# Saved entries

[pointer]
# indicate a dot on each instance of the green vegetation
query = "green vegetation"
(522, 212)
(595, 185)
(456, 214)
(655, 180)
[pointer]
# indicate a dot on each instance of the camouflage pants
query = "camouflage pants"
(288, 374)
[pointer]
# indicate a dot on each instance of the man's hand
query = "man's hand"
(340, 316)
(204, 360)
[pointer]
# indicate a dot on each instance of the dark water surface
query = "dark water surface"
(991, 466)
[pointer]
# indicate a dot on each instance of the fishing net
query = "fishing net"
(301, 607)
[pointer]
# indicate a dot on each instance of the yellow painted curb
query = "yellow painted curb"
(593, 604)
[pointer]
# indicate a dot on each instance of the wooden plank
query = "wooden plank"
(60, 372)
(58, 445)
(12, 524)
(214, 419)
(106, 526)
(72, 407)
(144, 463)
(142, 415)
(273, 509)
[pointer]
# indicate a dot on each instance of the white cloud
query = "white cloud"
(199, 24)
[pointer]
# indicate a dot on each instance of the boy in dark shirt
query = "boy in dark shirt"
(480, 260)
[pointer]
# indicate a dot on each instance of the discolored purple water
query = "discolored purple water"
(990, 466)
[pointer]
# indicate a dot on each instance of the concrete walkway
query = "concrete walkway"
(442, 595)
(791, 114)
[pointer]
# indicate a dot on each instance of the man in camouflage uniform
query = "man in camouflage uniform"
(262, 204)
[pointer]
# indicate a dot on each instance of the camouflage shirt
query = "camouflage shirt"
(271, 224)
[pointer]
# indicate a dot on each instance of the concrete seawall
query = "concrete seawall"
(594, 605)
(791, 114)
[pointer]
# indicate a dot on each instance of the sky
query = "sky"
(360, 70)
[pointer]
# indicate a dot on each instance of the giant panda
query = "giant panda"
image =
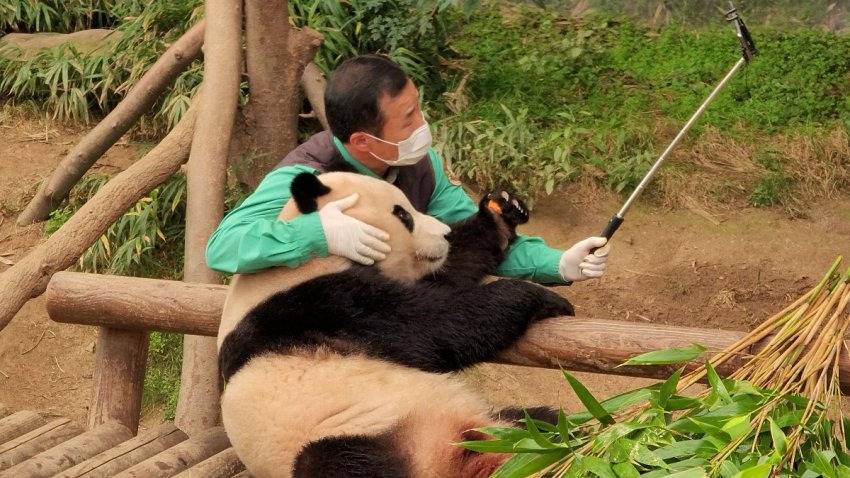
(335, 369)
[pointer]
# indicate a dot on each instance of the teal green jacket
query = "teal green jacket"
(251, 237)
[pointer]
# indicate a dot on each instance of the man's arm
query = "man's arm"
(251, 237)
(528, 257)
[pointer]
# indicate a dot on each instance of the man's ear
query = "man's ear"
(359, 141)
(306, 188)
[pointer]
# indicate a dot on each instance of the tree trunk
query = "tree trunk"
(137, 102)
(28, 278)
(276, 55)
(197, 406)
(313, 83)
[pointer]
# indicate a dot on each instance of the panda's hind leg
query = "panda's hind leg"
(351, 457)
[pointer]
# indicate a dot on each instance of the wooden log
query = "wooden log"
(30, 444)
(221, 465)
(135, 303)
(19, 423)
(73, 451)
(583, 344)
(127, 454)
(119, 373)
(197, 403)
(137, 102)
(180, 457)
(29, 277)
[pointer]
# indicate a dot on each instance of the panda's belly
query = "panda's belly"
(276, 404)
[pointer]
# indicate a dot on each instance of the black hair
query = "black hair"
(351, 96)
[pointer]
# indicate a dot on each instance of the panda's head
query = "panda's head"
(418, 241)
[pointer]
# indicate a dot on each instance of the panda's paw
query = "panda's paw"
(505, 205)
(553, 305)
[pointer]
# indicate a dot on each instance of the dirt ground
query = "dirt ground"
(670, 267)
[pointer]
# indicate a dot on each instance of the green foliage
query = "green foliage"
(143, 241)
(162, 376)
(507, 152)
(70, 84)
(674, 436)
(770, 189)
(774, 185)
(622, 90)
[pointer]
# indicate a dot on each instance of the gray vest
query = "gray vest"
(416, 181)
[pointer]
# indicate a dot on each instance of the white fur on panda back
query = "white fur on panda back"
(274, 407)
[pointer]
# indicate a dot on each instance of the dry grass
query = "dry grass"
(717, 173)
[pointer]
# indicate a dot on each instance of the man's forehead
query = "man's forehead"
(406, 100)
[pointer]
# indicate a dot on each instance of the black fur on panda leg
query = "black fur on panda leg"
(431, 329)
(460, 329)
(350, 457)
(477, 245)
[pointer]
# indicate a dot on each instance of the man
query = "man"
(377, 129)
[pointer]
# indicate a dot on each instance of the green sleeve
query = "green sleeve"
(251, 237)
(528, 257)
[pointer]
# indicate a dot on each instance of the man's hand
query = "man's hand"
(349, 237)
(578, 263)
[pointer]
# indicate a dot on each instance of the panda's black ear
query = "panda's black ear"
(305, 188)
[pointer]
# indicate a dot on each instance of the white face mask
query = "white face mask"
(410, 150)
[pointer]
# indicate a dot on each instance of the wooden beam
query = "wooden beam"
(589, 345)
(43, 438)
(67, 454)
(119, 373)
(19, 423)
(135, 304)
(127, 454)
(197, 402)
(181, 456)
(221, 465)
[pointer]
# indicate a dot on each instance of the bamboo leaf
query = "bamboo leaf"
(717, 384)
(625, 470)
(589, 401)
(780, 443)
(523, 465)
(668, 388)
(758, 471)
(598, 467)
(667, 356)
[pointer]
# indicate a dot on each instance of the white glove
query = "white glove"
(578, 264)
(349, 237)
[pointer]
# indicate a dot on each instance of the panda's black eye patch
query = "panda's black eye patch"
(403, 216)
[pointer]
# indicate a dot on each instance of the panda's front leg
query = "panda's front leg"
(457, 329)
(477, 245)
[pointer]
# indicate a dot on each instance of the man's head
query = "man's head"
(371, 106)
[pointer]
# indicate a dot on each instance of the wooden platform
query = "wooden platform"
(38, 445)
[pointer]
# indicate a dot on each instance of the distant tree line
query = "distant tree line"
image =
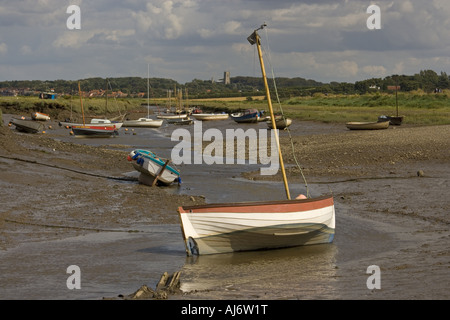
(426, 80)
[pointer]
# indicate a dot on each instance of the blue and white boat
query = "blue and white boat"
(153, 167)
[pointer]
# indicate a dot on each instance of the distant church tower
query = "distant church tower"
(226, 77)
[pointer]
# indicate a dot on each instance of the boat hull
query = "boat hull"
(249, 116)
(172, 116)
(28, 126)
(367, 125)
(210, 116)
(280, 123)
(40, 116)
(150, 165)
(225, 228)
(106, 122)
(143, 123)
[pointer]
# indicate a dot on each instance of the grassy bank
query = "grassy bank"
(418, 108)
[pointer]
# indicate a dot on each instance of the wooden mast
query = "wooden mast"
(254, 38)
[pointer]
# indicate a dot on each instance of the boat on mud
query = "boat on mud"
(153, 169)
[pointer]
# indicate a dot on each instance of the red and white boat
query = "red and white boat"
(244, 226)
(40, 116)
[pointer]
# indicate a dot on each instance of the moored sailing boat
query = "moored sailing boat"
(230, 227)
(93, 130)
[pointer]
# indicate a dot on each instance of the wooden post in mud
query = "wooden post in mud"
(160, 173)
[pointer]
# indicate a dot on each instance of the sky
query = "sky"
(200, 39)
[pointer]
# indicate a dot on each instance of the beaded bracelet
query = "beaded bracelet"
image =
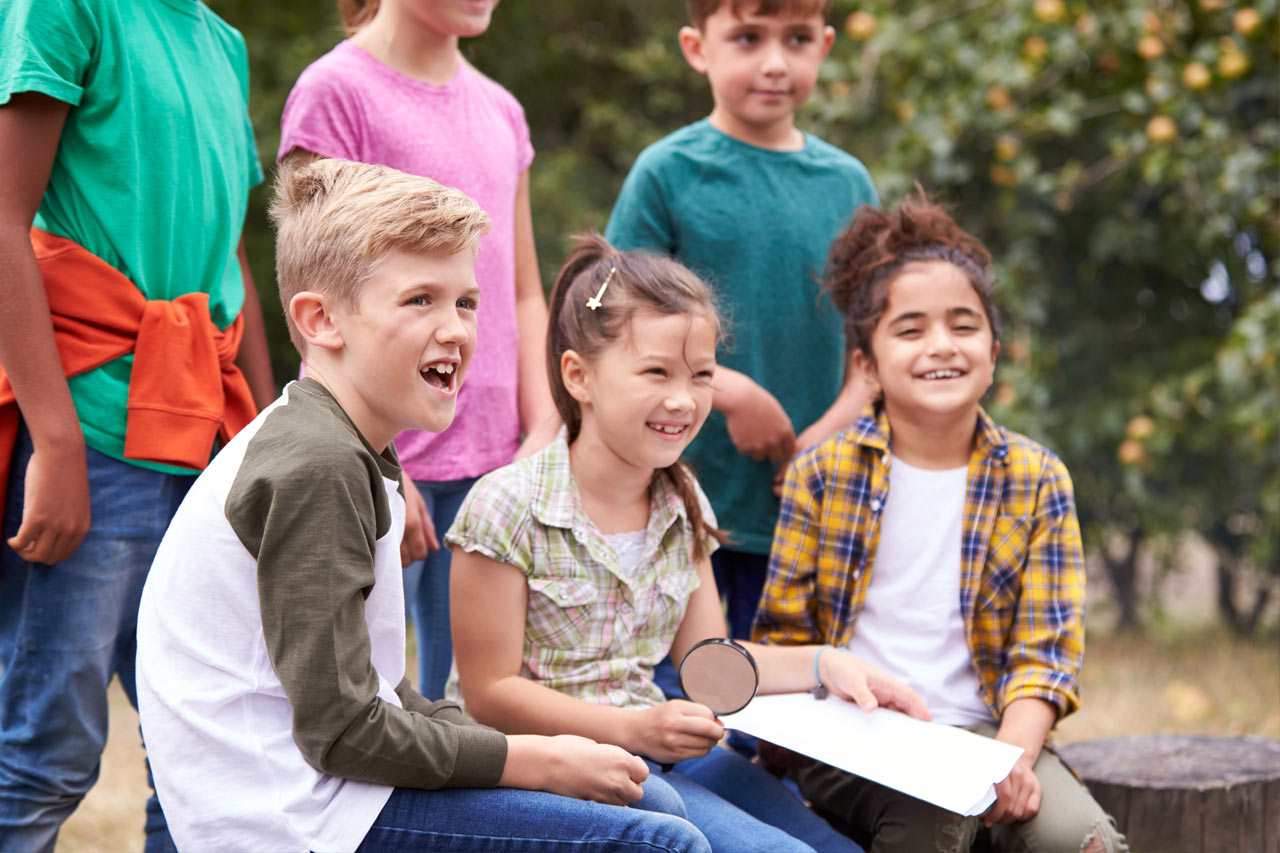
(819, 690)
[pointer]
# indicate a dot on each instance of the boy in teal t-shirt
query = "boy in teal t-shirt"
(124, 137)
(753, 204)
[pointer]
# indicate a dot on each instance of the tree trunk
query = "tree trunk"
(1185, 794)
(1240, 623)
(1124, 578)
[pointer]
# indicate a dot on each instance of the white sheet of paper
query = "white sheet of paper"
(938, 763)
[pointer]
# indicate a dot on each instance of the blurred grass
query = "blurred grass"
(1168, 680)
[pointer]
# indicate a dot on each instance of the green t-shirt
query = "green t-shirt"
(155, 162)
(757, 224)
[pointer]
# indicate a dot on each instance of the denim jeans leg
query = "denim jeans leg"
(726, 826)
(758, 793)
(64, 632)
(430, 600)
(504, 820)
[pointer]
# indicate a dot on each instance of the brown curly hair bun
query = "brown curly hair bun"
(867, 258)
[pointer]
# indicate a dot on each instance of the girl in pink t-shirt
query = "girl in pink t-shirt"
(397, 92)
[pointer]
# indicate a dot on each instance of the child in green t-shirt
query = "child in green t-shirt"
(750, 203)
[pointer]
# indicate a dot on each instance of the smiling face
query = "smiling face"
(647, 395)
(760, 69)
(407, 343)
(933, 352)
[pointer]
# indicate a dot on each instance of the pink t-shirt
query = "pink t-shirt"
(469, 133)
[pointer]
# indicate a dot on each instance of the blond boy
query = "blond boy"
(272, 635)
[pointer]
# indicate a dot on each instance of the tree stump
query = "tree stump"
(1179, 793)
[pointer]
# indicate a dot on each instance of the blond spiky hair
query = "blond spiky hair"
(336, 220)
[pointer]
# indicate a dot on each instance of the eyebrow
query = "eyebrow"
(428, 286)
(919, 315)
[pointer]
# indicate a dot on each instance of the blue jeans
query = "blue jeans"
(740, 806)
(426, 588)
(503, 819)
(64, 632)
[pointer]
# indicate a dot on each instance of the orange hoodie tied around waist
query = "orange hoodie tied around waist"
(184, 389)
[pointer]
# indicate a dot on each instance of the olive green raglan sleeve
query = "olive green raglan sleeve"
(312, 520)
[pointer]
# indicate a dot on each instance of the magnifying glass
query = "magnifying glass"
(720, 674)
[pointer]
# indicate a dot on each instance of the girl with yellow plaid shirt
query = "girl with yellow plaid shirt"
(977, 597)
(576, 570)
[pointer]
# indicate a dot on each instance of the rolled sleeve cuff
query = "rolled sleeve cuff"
(1055, 687)
(485, 752)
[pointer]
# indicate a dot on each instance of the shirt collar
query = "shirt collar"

# EXERCISE PROMPT
How many lines in the data above contain the string "olive"? Case counts. Reply with the number only.

# ANSWER
2